__Set of tasks__
a. Answer these questions using the passage on ASP flooding:
(i) What does the polymer do in ASP flooding?
(ii) What type of microemulsion should the surfactant form between oil and water?
(iii) Which surfactant did Sagi et al. recommend, and for what conditions?
b. Carry on the passage on alkaline–surfactant–polymer flooding, starting after its last sentence.

Alkaline–surfactant–polymer (ASP) flooding is a technique suitable for the many mature fields that have a low to moderate temperature and medium viscosity [1,2,3,4]. However, low salinity, similar to brackish water, hinders the application of ASP, and low-salinity reservoirs are dominant in onshore oil fields such as Meruap and Sukananti in Indonesia [5,6,7]. ASP flooding is an enhanced oil recovery (EOR) technology that involves injecting a mixture of alkaline, surfactant, and polymer materials that act together. The alkali forms an in-situ soap from its reaction with the acid content in the crude oil, and it also acts as a sacrificial agent to reduce the surfactant adsorption. The surfactant lowers the interfacial tension between the water and oil, and the polymer improves the displacement efficiency by increasing the viscosity of the solution.
Low-salinity environments (with salinity lower than that of seawater) in oil reservoirs are challenging for the design of ASP flooding, constraining the three phases of pre-flush, ASP flow, and polymer drive [8,9,10]. The surfactant should form a microemulsion in a separate phase between oil and water, i.e., a Winsor type III microemulsion, which generates an ultralow interfacial tension and allows effective recovery of the residual oil (Table 1). Achieving this type of microemulsion has required the salinity of alkaline–surfactant mixture to be near the formation salinity, with the available chemicals and combinations thereof being difficult to apply in low salinity environments.
Chemical reactions depend on several factors, including the characteristics of the crude oil, presence of formation water, salinity, temperature, and pressure. Many studies have concentrated on ASP design for mid-range temperatures and salinity to achieve wider applicability [10,11,12,13,14]. A few have investigated mixing chemicals applicable to specific temperatures and salinities [8,15,16,17,18,19,20,21]. Sagi et al. [16] recommended Tridecyl alcohol 13-polyoxypropylene (13PO) sulfate at a low temperature and a low-salinity carbonate reservoir. Gregersen et al. [8] suggested that blending 16–17 alcohol–13PO sulfate with internal olefin sulfonate (IOS) C20–24 was applicable in low-salinity conditions (less than 12000 ppm; parts per million; similar to 1.2 wt% NaCl) in the Minnelusa fields of Wyoming.
Enhanced oil recovery depends non-linearly on the detailed design of the ASP elements, including the concentrations of individual elements (alkaline, surfactants, and polymers), their combinations, surfactant mixture, availability of co-solvent, the selection of surfactants, co-solvent, and so on. Lately, the effects of an add-on co-solvent have been widely investigated [15,17,18,19,22,23]. Stoll et al. [15] discussed the performance of an ASP mixture through lab tests (including the phase behavior test and coreflooding test) and field pilot tests, with a system consisting of an alkali, two different types of surfactants and co-solvent, and a polymer. Shiau et al. [17] compared the performance of the surfactant/co-surfactant (binary) and surfactant/co-surfactant/co-solvent (ternary) mixtures in a high-salinity reservoir and showed that the ternary mixture could achieve a synergy to enhance ASP flooding. Tagavifar et al. [22] measured the microemulsion (oil, brine, surfactant, co-solvent, and polymer mixture) viscosity and showed that adding co-solvent to the surfactants could reduce the microemulsion/oil-viscosity ratio at the optimal salinity. Upamali et al. [23] found that replacing co-solvents into novel surfactants (short hydrophobe surfactants) produced a lower microemulsion viscosity, higher solubilization ratio, and reduced total chemical concentration. Yan et al. [18,19] characterized a ternary mixture consisting of nonionic, zwitterionic, and anionic surfactants and suggested that the ternary mixture decreased the interfacial tension more than the binary mixture. Their results were limited in that they characterized the surfactant features in a static condition without coreflooding tests.

__Extracted records__
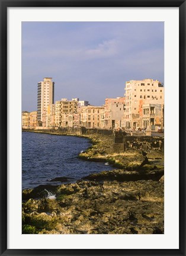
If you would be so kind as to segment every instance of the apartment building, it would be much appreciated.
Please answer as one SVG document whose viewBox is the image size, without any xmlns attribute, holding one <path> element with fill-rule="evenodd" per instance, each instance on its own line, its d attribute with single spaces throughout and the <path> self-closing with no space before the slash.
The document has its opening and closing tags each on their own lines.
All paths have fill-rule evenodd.
<svg viewBox="0 0 186 256">
<path fill-rule="evenodd" d="M 163 104 L 163 85 L 152 79 L 131 80 L 126 82 L 125 90 L 126 128 L 143 128 L 143 105 Z"/>
<path fill-rule="evenodd" d="M 79 100 L 78 100 L 78 107 L 79 107 L 88 106 L 88 105 L 89 105 L 89 104 L 88 101 L 79 101 Z"/>
<path fill-rule="evenodd" d="M 36 127 L 37 126 L 37 113 L 32 111 L 30 113 L 30 127 Z"/>
<path fill-rule="evenodd" d="M 69 119 L 70 119 L 70 115 L 72 114 L 77 113 L 78 101 L 68 101 L 66 98 L 63 98 L 60 101 L 57 101 L 55 103 L 55 124 L 58 127 L 66 127 L 66 116 L 69 117 L 69 122 L 70 123 Z M 65 114 L 65 115 L 64 115 Z M 73 117 L 72 121 L 73 121 Z M 65 126 L 64 126 L 64 123 Z"/>
<path fill-rule="evenodd" d="M 40 126 L 46 126 L 47 107 L 54 104 L 54 82 L 52 78 L 44 78 L 37 84 L 37 120 Z"/>
<path fill-rule="evenodd" d="M 23 111 L 21 116 L 22 127 L 30 126 L 30 112 Z"/>
<path fill-rule="evenodd" d="M 125 97 L 105 99 L 104 128 L 116 129 L 125 126 Z"/>
<path fill-rule="evenodd" d="M 157 131 L 163 129 L 163 105 L 144 104 L 142 106 L 142 124 L 146 129 Z"/>
<path fill-rule="evenodd" d="M 81 126 L 86 128 L 103 129 L 105 126 L 104 107 L 88 105 L 78 110 Z"/>
<path fill-rule="evenodd" d="M 47 127 L 55 126 L 55 104 L 50 104 L 47 107 L 46 114 L 46 124 Z"/>
</svg>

__Outputs by task__
a.
(i) It raises the viscosity of the solution, which improves displacement efficiency.
(ii) A Winsor type III microemulsion, in a separate phase between oil and water.
(iii) Tridecyl alcohol 13-polyoxypropylene (13PO) sulfate, for a low-temperature, low-salinity carbonate reservoir.

b.
The challenge to design an ASP formulation with an add-on co-solvent or co-surfactant is from the difficulties in using the ASP system in low-salinity environments. The performance can change according to reservoir conditions, the nonlinear relationship between the reservoir fluids and ASP mixture that is injected, and the degree of synergy with the co-solvent. The typical chemicals are manufactured for medium- or high-salinity conditions, and theoretically, a low-salinity environment requires a long-tail surfactant to achieve a higher solubilization in oil but widens the Winsor type II zone (water-in-oil emulsion in the oil) that leads to surfactant retention. The surfactant structure can be tailored by searching for surfactant candidates with respect to various reservoir characteristics [11] and mixing amphiphilic species would be an alternative solution, such as intermolecular or intramolecular mixtures [24,25]. To ensure the applicability of ASP flooding to a low-salinity environment, we have to decrease the optimum salinity to be near the formation salinity in order to generate a Winsor type III microemulsion (Table 1). As such, the optimum salinity is a guideline for the ASP slug that will show the same solubilization of oil and water.
Controlling the hydrophobicity has been a favorable mechanism used to decrease salinity to the optimum level. A hydrophobic surfactant tends to be more soluble in oil and to form water-in-oil microemulsions, which results in a shift in the middle phase microemulsion to a lower salinity level. The hydrophilic and lipophilic balance (HLB) and the solubilization ratio have been used to characterize surfactant types together with the critical micelle concentration, Kraft temperature, molecular packing parameter, and so on [26]. HLB indicates the relative tendency to form water-in-oil or oil-in-water emulsions by calculating the molecular mass, while the solubilization ratio comes from a phase behavior experiment that can incorporate crude oil, formation water, and reservoir conditions such as the temperature and pressure.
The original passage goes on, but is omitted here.